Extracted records
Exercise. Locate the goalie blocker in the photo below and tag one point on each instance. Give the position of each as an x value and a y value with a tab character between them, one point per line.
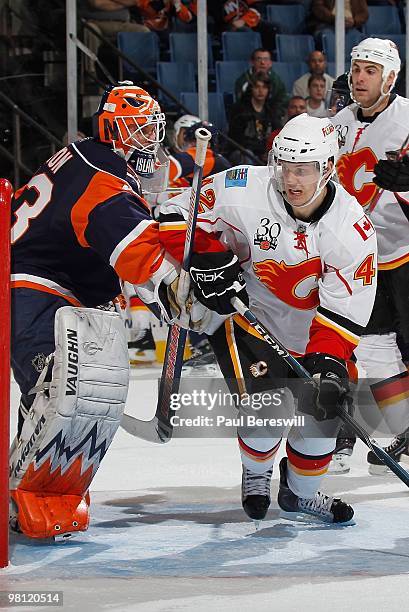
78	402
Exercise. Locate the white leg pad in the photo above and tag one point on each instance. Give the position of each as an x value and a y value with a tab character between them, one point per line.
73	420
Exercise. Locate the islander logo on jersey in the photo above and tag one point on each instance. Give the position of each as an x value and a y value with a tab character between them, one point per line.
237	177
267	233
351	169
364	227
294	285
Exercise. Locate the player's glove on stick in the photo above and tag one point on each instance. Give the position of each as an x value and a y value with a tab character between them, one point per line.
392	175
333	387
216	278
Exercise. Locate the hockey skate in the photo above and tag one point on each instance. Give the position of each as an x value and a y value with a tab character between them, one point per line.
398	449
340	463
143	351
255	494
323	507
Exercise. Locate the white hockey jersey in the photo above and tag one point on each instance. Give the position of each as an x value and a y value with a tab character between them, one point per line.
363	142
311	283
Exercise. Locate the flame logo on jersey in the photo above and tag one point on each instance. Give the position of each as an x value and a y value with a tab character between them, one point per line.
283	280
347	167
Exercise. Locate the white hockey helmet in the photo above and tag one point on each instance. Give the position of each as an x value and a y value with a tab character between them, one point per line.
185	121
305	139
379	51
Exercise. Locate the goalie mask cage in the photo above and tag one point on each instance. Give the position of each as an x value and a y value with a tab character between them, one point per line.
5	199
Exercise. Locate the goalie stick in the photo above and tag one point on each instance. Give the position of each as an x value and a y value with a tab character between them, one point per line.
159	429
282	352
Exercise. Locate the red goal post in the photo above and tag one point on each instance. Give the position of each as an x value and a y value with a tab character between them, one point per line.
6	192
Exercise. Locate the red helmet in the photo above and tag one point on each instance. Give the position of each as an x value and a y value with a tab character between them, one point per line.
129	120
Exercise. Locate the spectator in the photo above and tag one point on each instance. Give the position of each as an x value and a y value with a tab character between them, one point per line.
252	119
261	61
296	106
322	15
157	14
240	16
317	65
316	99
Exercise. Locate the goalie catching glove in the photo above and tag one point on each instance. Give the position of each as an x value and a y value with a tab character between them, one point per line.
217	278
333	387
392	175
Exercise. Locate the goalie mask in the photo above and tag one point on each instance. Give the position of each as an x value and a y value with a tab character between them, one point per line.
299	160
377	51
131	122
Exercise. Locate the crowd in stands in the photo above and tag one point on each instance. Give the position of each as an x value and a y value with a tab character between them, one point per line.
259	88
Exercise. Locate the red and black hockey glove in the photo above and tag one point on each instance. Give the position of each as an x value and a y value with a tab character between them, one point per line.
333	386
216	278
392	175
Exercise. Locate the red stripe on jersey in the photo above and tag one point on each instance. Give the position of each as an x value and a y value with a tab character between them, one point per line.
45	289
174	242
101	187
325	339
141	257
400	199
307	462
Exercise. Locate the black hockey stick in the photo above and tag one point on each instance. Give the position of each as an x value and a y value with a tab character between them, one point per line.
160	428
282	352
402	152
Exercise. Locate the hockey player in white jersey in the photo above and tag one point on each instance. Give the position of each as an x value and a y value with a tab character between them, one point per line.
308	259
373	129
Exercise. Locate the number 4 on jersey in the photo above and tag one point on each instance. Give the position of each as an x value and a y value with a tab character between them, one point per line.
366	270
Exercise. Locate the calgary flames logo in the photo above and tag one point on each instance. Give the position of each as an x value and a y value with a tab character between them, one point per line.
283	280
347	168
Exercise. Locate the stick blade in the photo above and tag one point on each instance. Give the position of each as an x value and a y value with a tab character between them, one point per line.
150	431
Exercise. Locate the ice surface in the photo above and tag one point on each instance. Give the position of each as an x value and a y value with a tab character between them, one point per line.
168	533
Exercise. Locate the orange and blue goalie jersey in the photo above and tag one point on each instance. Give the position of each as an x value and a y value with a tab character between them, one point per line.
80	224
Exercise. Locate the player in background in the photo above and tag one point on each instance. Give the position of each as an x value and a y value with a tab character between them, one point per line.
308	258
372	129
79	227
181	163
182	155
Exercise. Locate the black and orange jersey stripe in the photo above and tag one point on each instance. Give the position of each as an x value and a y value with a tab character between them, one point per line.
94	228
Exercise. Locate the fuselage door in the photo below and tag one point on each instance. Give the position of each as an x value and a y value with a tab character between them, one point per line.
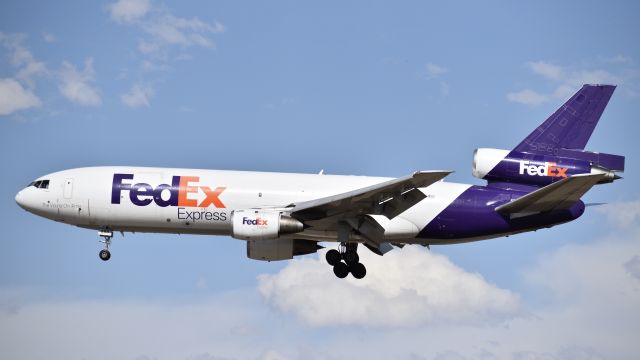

Exercise description
Reproduce the entries above exactly. Do not include the images.

Written reply
Exercise. Locate the goalie blocker in the photo below and tag one point on each instance. Give the position of each as an x value and a y value with a tab character between them, one point per line.
78	402
Exercise. Locate the white leg pad in the photo above and tag one point on each instance. Give the position of each as an x value and a y value with a tab character between them, one point per line.
73	420
Exercise. Locate the islander logo on jersey in the photo above and tag one point on each instance. Give the position of each as an x value and a y value with a tab character between them, one point per line.
237	177
267	233
351	169
364	227
294	285
Exercise. Locate the player's glove on stick in the photo above and tag one point on each instance. Give the position of each as an x value and a y value with a tab character between them, one point per line.
392	175
333	387
216	278
Exercise. Locate the hockey skate in the photo above and tag one point on each instance. Give the position of each as an x value and a y value with a tab character between them, one point per line.
398	449
340	463
143	351
255	494
323	507
Exercise. Locate the white hockey jersey in the photo above and tag one point on each instance. Give the position of each as an x value and a y value with a tab character between them, one point per line.
363	142
311	283
Exercise. Locate the flame logo on jersey in the photo above and tag one point on each instance. Give the position of each as an x value and a y value with a tab character between them, one point per line.
283	280
347	167
Exercise. Locate the white hockey helmet in the photo above and tag one point on each instance. Give the position of each as an x value and a y value with a tab character between them, one point per line.
185	121
305	139
379	51
Exercise. Locate the goalie mask cage in the photo above and tag one point on each instance. Give the position of each as an x value and a y value with a tab character between them, one point per line.
5	199
Exercise. Locate the goalie stick in the photo above and tag one point on each instance. Give the position of each as an x value and a y value with a tab character between them, one point per line.
159	429
282	352
Exercise. Locate the red goal post in the photo above and tag one point on each instance. Give the position of each as an x value and a y value with a tab character between them, one point per line.
6	192
Exercise. Locate the red helmet in the photo above and tag one point on each instance. Give the position of each as an x value and a y value with a tab character between them, one point per line.
129	120
Exercise. Locate the spectator in the photo above and tag one point on each instance. Give the position of each as an x value and a y value with a tab character between them, one point per line.
252	119
261	61
296	106
322	15
157	14
240	16
317	65
316	99
Exercise. Locate the goalie catching glove in the photo above and tag one point on each instance. Give the position of each as an x value and a y value with a tab character between them, one point per line.
217	278
333	387
392	175
Exercise. Locate the goalie mask in the photo above and tag one point on each instance. Give the position of each as an x value and a y value with a tab character between them, one point per line.
299	160
377	51
131	122
Exercise. Locate the crowd in stands in the photo above and tag one point on each instance. Give the position of each as an x value and a y value with a tab character between them, one point per line.
259	88
Exercise. Locate the red and black hockey glove in the photo above and tag one point on each instance. Give the position of each as an x value and a y value with a tab character between them, one point per line.
333	386
216	278
392	175
Exercise. Locate the red stripe on jersey in the photo above and tag one point on each instance. Give the position of each as an x value and a y value with a tab character between them, one point per line.
45	289
174	242
101	187
325	339
141	257
400	199
307	462
Exercise. Locate the black hockey stick in the photo above and tag one point on each instance. Give the position of each as an x value and a y value with a tab character between them, one point per line.
160	428
282	352
402	152
Exercise. Locate the hockey player in white jersey in the photo above and tag one point on each instance. Give the position of each as an x value and a y value with a tab character between them, one point per line.
308	259
373	129
Exercise. Locate the number 4 on jersey in the photo above and tag one point on each instance. Give the position of each as an x value and a y value with a tab character between them, one point per line.
366	270
Exercise. Locate the calgary flames logo in the photo above and tag one point on each instance. Give the position of each as an x value and a y value with a tab character between them, one point per line.
283	280
347	168
Exercise. Locate the stick blade in the photo above and tag one point on each instance. Give the position of each as an x value and a y value with a tab character between them, one point per line.
150	431
Exercise. Locate the ice surface in the photo above and tag one point on each instance. Give the position of each as an x value and a y value with a tab character between them, one point per line.
168	533
Exercise. Locate the orange and blue goalie jersey in the photo above and tag one point on each instance. Give the position of each as an x value and a y value with a tab character between them, one point per line.
80	224
Exercise. Locate the player in background in the photo above and tag one point on each instance. Give the position of each as an x value and a y value with a tab character between them, one point per line.
308	258
372	129
79	227
181	163
182	155
Exercise. Locate the black and orange jersey stripe in the photo above and tag one point on each instance. Give the position of each as an x value and a y value with a tab character between them, one point per line.
94	228
Exercise. Locate the fuselage door in the photo below and tag one point on each instance. Give the position of each as an x value and a y value with a tab character between them, one point per line.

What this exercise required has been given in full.